Stored records:
▬▬▬▬▬▬
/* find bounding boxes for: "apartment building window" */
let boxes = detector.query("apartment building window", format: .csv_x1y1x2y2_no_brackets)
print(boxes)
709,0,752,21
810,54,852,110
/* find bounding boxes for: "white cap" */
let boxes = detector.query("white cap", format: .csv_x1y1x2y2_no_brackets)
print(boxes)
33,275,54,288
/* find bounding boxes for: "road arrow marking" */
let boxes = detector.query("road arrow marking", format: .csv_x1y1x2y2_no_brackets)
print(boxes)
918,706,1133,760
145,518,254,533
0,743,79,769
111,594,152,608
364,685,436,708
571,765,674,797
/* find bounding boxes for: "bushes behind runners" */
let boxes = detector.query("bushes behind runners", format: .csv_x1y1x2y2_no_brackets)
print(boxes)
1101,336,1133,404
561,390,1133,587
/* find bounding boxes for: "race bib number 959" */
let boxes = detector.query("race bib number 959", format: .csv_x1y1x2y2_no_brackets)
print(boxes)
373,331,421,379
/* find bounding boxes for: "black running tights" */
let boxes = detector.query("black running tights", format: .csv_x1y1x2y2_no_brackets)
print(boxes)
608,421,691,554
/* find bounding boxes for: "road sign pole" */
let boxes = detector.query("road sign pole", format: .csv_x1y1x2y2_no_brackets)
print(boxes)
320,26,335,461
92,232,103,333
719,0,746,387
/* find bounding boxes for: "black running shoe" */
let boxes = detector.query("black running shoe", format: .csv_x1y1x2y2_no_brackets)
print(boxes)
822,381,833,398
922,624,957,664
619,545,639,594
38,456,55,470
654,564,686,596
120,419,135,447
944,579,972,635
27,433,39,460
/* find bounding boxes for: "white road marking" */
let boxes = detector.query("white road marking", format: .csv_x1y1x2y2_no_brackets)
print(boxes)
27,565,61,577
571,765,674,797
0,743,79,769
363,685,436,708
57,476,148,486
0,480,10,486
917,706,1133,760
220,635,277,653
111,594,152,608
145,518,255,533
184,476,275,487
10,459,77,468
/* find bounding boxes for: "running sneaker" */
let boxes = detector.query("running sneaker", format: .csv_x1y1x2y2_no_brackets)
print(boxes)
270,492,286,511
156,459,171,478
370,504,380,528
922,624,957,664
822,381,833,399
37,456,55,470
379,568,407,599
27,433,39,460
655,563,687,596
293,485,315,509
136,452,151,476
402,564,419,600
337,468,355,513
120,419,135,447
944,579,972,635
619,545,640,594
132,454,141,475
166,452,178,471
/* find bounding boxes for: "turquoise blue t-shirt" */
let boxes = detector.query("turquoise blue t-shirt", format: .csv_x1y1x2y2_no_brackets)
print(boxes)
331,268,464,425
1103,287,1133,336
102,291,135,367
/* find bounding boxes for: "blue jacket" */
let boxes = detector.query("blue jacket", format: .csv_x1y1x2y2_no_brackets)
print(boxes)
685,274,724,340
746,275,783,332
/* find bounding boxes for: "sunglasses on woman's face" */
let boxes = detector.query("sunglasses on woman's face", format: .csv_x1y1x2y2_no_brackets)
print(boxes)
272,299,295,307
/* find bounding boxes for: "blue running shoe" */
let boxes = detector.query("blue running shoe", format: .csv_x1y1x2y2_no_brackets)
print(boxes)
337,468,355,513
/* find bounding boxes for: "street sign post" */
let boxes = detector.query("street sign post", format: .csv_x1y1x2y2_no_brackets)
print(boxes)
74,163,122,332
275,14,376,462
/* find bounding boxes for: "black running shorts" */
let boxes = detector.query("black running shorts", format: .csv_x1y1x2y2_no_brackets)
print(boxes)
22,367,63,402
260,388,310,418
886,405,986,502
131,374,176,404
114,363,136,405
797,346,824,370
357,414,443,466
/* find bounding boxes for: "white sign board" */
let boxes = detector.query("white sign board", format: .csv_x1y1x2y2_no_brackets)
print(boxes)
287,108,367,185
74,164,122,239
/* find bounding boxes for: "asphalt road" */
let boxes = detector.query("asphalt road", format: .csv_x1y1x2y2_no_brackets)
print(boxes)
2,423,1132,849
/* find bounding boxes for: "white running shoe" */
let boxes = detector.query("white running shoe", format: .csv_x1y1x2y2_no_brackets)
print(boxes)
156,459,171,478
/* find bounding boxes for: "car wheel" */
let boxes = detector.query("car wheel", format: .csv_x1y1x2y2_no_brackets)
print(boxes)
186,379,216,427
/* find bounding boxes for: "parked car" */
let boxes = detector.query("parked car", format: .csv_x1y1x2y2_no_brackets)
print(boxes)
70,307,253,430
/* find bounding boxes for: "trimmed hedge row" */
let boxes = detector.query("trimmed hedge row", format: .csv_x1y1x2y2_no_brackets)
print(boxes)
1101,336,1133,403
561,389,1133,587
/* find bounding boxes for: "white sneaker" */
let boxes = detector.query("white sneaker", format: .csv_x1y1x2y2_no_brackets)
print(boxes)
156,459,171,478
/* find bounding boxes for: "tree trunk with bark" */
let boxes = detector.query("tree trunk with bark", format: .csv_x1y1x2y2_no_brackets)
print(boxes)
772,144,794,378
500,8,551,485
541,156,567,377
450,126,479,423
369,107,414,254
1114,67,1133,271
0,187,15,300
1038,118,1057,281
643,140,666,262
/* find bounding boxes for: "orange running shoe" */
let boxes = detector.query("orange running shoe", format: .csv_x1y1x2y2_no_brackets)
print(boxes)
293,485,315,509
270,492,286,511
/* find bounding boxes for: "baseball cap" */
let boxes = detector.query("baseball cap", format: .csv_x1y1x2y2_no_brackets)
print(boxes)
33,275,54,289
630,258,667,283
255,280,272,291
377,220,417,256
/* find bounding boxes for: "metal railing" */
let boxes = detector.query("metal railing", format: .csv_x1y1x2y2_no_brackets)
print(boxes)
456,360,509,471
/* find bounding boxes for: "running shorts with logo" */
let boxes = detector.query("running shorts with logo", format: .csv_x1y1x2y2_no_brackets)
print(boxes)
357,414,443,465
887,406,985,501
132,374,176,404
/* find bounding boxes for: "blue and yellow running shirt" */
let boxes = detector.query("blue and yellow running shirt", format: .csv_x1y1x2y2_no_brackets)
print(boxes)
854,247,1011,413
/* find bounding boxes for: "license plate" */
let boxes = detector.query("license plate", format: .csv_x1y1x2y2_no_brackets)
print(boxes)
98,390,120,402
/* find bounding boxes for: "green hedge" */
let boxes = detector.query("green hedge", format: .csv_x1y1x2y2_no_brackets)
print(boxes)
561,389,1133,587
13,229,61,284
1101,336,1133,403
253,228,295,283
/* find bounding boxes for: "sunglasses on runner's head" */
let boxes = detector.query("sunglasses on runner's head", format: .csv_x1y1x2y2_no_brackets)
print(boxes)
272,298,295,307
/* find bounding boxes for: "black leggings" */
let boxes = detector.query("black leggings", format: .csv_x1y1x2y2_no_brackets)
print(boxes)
▬▬▬▬▬▬
WHAT THE EXERCISE ASKS> Each entry above is to be returned exactly as given.

WRITTEN RESPONSE>
/* find bounding boxes for: "apartment building window" */
let boxes = detector.query("apartment building window", format: .csv_x1y1x2y2_no_brackets)
print(boxes)
709,0,752,21
810,54,852,110
/* find bounding boxes for: "white cap" */
let boxes = detector.query("white cap", format: .csv_x1y1x2y2_no_brackets)
print(boxes)
33,275,54,288
/* find bounding boxes for: "road arrow marking" */
let boxes = detector.query("road arrow marking", format: .csv_x1y1x2y2_no_brackets)
print(boxes)
918,706,1133,760
145,518,254,533
0,743,79,769
111,594,152,608
364,685,436,708
571,765,674,797
/* find bounding boxes for: "bushes behind runners" */
let boxes = detector.query("bushes behind runners", format: .csv_x1y1x2y2_no_brackets)
print(boxes)
1101,336,1133,404
561,390,1133,587
/* find bounding boxes for: "race bib number 959" */
let boxes = detector.query("race bib number 959", format: .csv_x1y1x2y2_no_brackets)
print(boxes)
373,331,421,379
/* find bounding boxes for: "black running tights" */
let boxes = detector.query("black running tights", format: .csv_x1y1x2y2_no_brackets)
print(boxes)
608,421,691,554
/* find bounding boxes for: "road sign pole" */
let boxes = detector.query("road sign pole", format: .csv_x1y1x2y2_no_brackets)
print(boxes)
320,26,335,461
92,232,103,333
719,0,746,387
/* find bounding boxes for: "black running shoe" */
let boxes = detector.query("black running shoe", format: .csv_x1y1x2y2_no_brackets)
print(boxes)
822,381,833,398
922,624,957,664
619,545,639,594
38,456,55,470
654,564,686,596
120,419,135,447
944,579,972,635
27,433,39,460
/* find bounding boxes for: "white road marking" */
let boxes = detector.query("white road marking", format: .csv_x1y1x2y2_no_brackets)
print(boxes)
27,565,61,577
571,765,674,797
0,743,79,769
363,685,436,708
57,476,148,486
0,480,10,486
917,706,1133,760
220,635,277,653
111,594,152,608
145,518,255,533
184,476,275,487
10,459,77,468
/* find bounding boxes for: "running sneaker" */
let boxes = detector.query("running sneaker", format: .csv_x1y1x2y2_no_brackets)
print(boxes)
270,492,286,511
156,459,171,478
370,504,380,528
922,624,957,664
822,381,833,399
37,456,55,470
379,568,407,599
27,433,39,460
655,563,687,596
293,485,315,509
136,452,151,476
402,564,419,600
337,468,355,513
120,419,135,447
944,579,972,635
619,545,640,594
132,454,141,475
166,452,178,471
/* find bounding boxes for: "turquoise blue t-shirt" */
let boxes = detector.query("turquoise blue t-shirt", format: .csv_x1y1x2y2_no_brackets)
print(boxes)
331,268,464,425
1103,287,1133,336
102,291,135,367
/* find bounding boxes for: "blue jacket" */
let boxes = detector.query("blue jacket", format: .csv_x1y1x2y2_no_brackets)
print(boxes)
685,274,724,340
746,275,783,332
/* find bounding boxes for: "sunglasses on woman's face" */
let boxes = detector.query("sunglasses on woman's face", format: .csv_x1y1x2y2_no_brackets)
print(boxes)
272,299,295,307
/* find bounding boxes for: "blue running shoe" */
let boxes = detector.query("blue running shoe", format: .csv_x1y1x2y2_no_brackets)
print(boxes)
337,468,355,513
/* find bounding boxes for: "street sign post" */
let boxes = detector.query("street sign post", format: .csv_x1y1x2y2_no_brackets)
print(boxes)
74,163,122,332
275,14,376,462
/* find bounding boxes for: "black running shorts" */
let boxes = detector.query("black running shorts", format: .csv_x1y1x2y2_no_brackets)
print(boxes)
22,367,63,402
260,388,310,418
886,405,986,502
131,374,176,404
114,363,136,405
797,346,824,370
357,414,443,466
/* find bounding boxes for: "white sign board" */
let boxes = detector.query("white sign board", format: .csv_x1y1x2y2_no_brackets)
print(boxes)
287,108,367,185
74,164,122,239
/* find bounding boxes for: "asphalt road" */
let boxes = detector.query("asphalt road", format: .csv_x1y1x2y2_no_brackets)
print(boxes)
2,423,1132,849
/* find bounding boxes for: "white running shoe" */
let boxes = detector.query("white running shoe", format: .csv_x1y1x2y2_no_brackets)
print(boxes)
156,459,171,478
/* find bounding boxes for: "car wheel" */
let boxes = detector.query("car wheel", format: .csv_x1y1x2y2_no_brackets)
print(boxes)
186,379,216,427
/* find bounding boxes for: "parked car" */
let boxes = detector.query("parked car", format: .csv_x1y1x2y2_no_brackets)
print(boxes)
70,307,253,430
/* find bounding boxes for: "trimmed hedge row" */
let boxes = detector.query("trimmed hedge row", format: .csv_x1y1x2y2_no_brackets)
print(boxes)
1101,336,1133,403
561,389,1133,587
/* find bounding boxes for: "white sneaker" */
let boxes = detector.query("white sneaker", format: .csv_x1y1x2y2_no_brackets)
print(boxes)
156,459,171,478
/* find bounding boxes for: "tree trunk with bark" */
let boxes = detector.query("tree trunk with bark", format: .csv_x1y1x2y2_no_brackets)
print(boxes)
772,144,794,378
500,8,551,485
541,156,567,377
450,126,479,423
369,107,414,254
1114,67,1133,271
0,187,15,300
1038,118,1057,281
643,140,666,262
/* find bounding boxes for: "orange running shoe" */
let boxes = detector.query("orange running shoe", format: .csv_x1y1x2y2_no_brackets)
print(boxes)
293,485,315,509
270,492,286,511
/* find bounding boxes for: "baseball cap" */
let boxes = detector.query("baseball cap", format: .csv_x1y1x2y2_no_brackets)
print(boxes)
33,275,54,289
630,258,667,283
255,280,272,291
377,220,417,256
/* find bounding boxes for: "metal railing" */
let boxes = detector.query("metal railing", format: .csv_x1y1x2y2_no_brackets)
print(boxes)
456,360,509,471
/* find bounding boxes for: "running shorts with logo" */
let boxes = detector.query("running shorts with logo", format: .csv_x1y1x2y2_no_brackets)
print(boxes)
357,414,443,465
887,406,985,501
132,374,176,404
/* find bounding boxes for: "blue and yellow running shirt" */
let boxes = detector.query("blue and yellow running shirt", format: .csv_x1y1x2y2_no_brackets)
print(boxes)
854,247,1011,413
/* find bounding boxes for: "license plate" */
let boxes = detector.query("license plate", format: .csv_x1y1x2y2_no_brackets)
print(boxes)
98,390,120,402
/* find bounding boxes for: "green hedge" */
let boxes = detector.query("green hedge", format: .csv_x1y1x2y2_no_brackets)
print(boxes)
561,389,1133,587
13,229,61,284
1101,336,1133,403
253,228,295,283
/* find bounding boxes for: "sunglasses on runner's head" */
let boxes = detector.query("sunglasses on runner's head", format: .csv_x1y1x2y2_no_brackets)
print(boxes)
272,298,295,307
/* find bounding boxes for: "black leggings" */
let boxes = detector.query("black leggings", format: .csv_x1y1x2y2_no_brackets)
print(boxes)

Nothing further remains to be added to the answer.